[start SOURCE PASSAGE]

Tuesday, April 16, 2013

Durham man appointed to Wycliffe Hall, Oxford

Actually, the Rev Dr Michael Lloyd has degrees from the Trifecta, Cambridge, Durham and Oxford! Anyway, longtime readers here and of other blogs and theological news media will know that Wycliffe Hall has had an interesting time - diplomatically speaking - since around 2007 when its previous Principal, Richard Turnbull was appointed. Dr Lloyd's appointment is announced here.

In hindsight, Turnbull's appointment was a 'category' mistake. To make some change to the College (one category) it brought in a man capable of making change, but found that the change was towards a conservatism which sat ill with the general tenor of an evangelical college which had had an open stance to matters such as the ordination of women (with the ill winds of change expressed through some very painful exists for long serving staff). Effectively the College was led into a new conservative paradigm (another category) which it would now appear to be repenting of, with the appointment of a man with a history of teaching both at St Stephen's Oxford and St Mellitus London.

I am glad about this. Likeable as Richard Turnbull was as a person (I had the privilege of meeting him at Wycliffe in 2007), his willingness to divide the evangelical seminaries of the C of E into "5 plus 1" or 5 bad and 1 good colleges was not a helpful starting point for attempting to deepen the engagement of evangelicalism with the ever-changing realities of both the Church of England and of England/Britain. The intention to shift 5 plus 1 to 4 plus 2 would now appear to be at an end.

Evangelicalism is better when united and likely to self-destruct when divided. I assume Dr Lloyd is an appointee who understands this.

19 comments:

Simon said...

I think Mike will be good and Bishop Mike Hill as chair of the council has a good feel for what was needed. I listen to Mike Lloyd regularly via the Godpod podcasts from St Paul's Theological Centre/St Mellitus (highly recommended)where, in conversation and debate with Jane Williams and Graham Tomlin, he reveals his theological depth, breadth of experience and understanding and a great sense of humour. Hopefully, having the college's focus will return to a broad-based generous evangelicalism, which is what is was always knows for and did best.

[end SOURCE PASSAGE]

DIRECTIVE:
Copy the blog post about Wycliffe Hall starting at the words "I am glad about" and stopping after "be at an end.", but change "seminaries" to "theological colleges".

[start RECORD EXTRACTS]

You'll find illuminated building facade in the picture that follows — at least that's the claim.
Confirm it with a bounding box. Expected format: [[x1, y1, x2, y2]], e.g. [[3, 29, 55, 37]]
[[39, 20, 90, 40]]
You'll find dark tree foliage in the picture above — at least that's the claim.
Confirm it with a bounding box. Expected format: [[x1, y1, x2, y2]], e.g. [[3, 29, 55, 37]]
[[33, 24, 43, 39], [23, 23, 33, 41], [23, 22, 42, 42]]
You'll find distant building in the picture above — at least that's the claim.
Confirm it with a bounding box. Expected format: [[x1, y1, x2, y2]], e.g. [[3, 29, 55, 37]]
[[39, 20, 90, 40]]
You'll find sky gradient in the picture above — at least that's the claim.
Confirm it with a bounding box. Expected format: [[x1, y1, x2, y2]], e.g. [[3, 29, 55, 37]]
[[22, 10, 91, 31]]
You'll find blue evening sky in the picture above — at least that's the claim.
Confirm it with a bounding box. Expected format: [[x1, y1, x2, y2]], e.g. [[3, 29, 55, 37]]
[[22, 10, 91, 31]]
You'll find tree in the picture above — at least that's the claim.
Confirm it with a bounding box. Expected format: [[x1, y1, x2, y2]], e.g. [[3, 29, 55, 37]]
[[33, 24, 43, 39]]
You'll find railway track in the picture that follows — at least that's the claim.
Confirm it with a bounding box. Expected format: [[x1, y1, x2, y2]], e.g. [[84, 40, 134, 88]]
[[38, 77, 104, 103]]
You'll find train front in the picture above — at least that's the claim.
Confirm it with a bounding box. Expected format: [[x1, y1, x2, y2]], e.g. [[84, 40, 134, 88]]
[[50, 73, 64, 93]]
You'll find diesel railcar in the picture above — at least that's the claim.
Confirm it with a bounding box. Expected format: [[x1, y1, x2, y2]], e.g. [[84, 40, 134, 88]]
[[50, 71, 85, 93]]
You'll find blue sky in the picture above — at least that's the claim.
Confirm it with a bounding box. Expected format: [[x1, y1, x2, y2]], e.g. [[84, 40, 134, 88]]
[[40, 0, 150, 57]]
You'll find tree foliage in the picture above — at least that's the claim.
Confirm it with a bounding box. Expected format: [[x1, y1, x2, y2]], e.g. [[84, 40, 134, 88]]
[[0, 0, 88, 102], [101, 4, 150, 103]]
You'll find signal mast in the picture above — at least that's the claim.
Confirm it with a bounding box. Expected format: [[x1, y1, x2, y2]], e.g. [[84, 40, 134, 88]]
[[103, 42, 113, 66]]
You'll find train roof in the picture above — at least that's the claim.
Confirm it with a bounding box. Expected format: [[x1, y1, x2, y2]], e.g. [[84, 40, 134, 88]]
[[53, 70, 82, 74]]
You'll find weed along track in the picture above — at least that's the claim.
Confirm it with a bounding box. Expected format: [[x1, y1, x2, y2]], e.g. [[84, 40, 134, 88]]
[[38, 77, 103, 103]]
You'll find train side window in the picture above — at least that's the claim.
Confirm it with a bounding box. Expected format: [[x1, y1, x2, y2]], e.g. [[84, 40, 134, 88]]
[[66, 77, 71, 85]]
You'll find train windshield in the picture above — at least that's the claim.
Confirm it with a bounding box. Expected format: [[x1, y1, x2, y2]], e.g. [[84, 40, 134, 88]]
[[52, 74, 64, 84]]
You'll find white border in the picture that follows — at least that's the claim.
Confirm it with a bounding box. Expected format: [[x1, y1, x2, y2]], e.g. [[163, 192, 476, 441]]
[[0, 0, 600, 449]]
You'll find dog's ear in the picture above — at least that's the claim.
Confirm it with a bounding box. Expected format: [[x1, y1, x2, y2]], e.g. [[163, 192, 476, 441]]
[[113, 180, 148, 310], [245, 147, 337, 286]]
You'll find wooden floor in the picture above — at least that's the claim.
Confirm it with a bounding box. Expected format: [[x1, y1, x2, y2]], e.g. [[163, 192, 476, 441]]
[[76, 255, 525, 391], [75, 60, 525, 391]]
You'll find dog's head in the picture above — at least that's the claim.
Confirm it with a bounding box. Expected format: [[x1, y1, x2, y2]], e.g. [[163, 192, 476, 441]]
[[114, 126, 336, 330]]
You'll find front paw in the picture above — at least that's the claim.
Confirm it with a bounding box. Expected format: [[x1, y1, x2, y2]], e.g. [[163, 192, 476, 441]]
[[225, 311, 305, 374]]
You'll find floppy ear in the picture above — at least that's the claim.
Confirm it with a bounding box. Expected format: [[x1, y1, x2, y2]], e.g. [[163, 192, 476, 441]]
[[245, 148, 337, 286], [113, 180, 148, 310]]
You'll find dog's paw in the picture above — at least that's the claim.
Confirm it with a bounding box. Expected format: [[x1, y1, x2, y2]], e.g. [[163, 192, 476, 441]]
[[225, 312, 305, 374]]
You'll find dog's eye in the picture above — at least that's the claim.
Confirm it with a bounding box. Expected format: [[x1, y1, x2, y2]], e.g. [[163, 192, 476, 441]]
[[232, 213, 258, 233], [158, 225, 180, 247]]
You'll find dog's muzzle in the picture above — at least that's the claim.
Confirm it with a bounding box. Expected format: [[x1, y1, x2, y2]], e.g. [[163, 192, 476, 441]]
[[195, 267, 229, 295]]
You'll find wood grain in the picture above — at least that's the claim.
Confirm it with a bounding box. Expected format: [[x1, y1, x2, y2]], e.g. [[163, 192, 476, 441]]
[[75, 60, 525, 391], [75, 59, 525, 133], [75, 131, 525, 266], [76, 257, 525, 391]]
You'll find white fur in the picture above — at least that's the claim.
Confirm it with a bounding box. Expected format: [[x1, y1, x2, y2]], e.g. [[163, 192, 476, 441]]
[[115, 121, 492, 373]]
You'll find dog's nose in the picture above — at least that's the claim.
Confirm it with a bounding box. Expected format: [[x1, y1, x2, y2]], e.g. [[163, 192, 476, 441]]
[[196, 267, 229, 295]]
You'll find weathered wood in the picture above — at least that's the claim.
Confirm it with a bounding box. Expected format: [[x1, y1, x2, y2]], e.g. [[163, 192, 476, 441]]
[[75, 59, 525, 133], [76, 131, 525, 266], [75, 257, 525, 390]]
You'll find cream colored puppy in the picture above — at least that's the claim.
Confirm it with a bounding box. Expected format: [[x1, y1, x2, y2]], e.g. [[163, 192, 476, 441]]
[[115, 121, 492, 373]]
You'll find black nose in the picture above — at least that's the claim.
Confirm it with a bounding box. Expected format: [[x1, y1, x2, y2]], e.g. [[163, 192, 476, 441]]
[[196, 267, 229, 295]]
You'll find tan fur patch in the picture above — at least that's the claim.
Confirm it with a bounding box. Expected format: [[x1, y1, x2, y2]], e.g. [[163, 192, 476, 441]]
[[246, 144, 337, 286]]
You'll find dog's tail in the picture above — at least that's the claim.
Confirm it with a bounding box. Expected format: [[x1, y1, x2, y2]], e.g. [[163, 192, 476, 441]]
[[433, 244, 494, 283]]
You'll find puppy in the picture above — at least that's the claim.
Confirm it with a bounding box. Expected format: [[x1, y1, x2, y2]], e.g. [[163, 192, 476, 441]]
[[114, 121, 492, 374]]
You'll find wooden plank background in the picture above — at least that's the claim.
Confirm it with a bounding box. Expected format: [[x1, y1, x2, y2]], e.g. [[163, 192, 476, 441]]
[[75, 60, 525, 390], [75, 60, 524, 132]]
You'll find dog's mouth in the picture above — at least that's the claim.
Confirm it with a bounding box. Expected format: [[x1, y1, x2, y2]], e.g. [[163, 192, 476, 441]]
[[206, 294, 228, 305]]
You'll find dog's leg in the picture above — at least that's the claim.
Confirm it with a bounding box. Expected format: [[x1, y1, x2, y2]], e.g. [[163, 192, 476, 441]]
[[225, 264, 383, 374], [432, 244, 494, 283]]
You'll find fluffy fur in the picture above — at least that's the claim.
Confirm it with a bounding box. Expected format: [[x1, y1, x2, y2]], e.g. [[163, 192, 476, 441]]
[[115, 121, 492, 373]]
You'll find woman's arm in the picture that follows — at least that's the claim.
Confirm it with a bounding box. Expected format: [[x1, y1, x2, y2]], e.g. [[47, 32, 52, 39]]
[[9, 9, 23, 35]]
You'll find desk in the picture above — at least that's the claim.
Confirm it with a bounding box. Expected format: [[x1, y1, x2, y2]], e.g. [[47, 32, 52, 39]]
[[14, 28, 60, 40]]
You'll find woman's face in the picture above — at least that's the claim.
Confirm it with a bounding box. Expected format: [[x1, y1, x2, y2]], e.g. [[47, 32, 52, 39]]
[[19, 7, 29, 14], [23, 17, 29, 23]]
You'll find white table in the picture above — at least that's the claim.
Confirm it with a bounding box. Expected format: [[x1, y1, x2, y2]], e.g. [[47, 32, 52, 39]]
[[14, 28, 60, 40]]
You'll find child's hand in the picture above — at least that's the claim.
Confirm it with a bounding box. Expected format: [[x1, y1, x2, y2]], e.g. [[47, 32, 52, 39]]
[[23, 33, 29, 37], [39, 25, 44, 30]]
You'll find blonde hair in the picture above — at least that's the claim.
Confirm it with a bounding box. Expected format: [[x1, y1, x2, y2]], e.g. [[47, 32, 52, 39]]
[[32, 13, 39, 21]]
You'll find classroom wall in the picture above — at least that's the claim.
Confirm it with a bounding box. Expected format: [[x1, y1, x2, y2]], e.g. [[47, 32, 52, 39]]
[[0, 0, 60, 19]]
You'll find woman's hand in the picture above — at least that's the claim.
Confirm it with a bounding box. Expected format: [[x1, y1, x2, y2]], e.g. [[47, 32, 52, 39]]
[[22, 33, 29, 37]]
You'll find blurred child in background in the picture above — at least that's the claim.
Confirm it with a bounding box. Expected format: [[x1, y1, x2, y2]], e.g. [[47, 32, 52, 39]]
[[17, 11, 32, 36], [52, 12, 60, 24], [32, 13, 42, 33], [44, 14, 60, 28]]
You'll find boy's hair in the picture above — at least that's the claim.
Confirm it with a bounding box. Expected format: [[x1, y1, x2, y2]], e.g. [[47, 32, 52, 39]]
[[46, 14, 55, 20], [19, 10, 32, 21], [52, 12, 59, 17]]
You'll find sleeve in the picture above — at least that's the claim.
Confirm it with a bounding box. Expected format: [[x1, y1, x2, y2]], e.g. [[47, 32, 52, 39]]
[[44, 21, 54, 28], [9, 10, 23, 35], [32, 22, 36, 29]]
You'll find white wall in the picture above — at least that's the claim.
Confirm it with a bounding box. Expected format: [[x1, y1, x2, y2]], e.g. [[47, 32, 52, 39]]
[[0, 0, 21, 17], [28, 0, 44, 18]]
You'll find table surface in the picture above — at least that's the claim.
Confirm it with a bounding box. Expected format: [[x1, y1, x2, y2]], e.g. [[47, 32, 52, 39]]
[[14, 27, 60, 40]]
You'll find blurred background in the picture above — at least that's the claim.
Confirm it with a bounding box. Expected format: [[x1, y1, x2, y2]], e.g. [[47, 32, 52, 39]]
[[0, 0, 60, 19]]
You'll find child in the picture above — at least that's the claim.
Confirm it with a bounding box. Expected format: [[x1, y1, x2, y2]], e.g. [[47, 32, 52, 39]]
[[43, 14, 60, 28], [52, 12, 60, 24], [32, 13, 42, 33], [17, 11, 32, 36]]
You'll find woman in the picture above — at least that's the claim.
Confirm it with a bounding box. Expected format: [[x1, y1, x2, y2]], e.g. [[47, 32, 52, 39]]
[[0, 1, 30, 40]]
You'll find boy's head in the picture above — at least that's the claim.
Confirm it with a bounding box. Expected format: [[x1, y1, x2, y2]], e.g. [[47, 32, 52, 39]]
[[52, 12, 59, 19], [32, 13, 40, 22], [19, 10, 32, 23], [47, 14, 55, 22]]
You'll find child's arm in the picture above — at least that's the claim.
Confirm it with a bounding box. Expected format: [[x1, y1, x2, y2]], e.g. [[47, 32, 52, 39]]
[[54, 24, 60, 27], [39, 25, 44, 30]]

[end RECORD EXTRACTS]

COMPLETED EXERCISE:
I am glad about this. Likeable as Richard Turnbull was as a person (I had the privilege of meeting him at Wycliffe in 2007), his willingness to divide the evangelical theological colleges of the C of E into "5 plus 1" or 5 bad and 1 good colleges was not a helpful starting point for attempting to deepen the engagement of evangelicalism with the ever-changing realities of both the Church of England and of England/Britain. The intention to shift 5 plus 1 to 4 plus 2 would now appear to be at an end.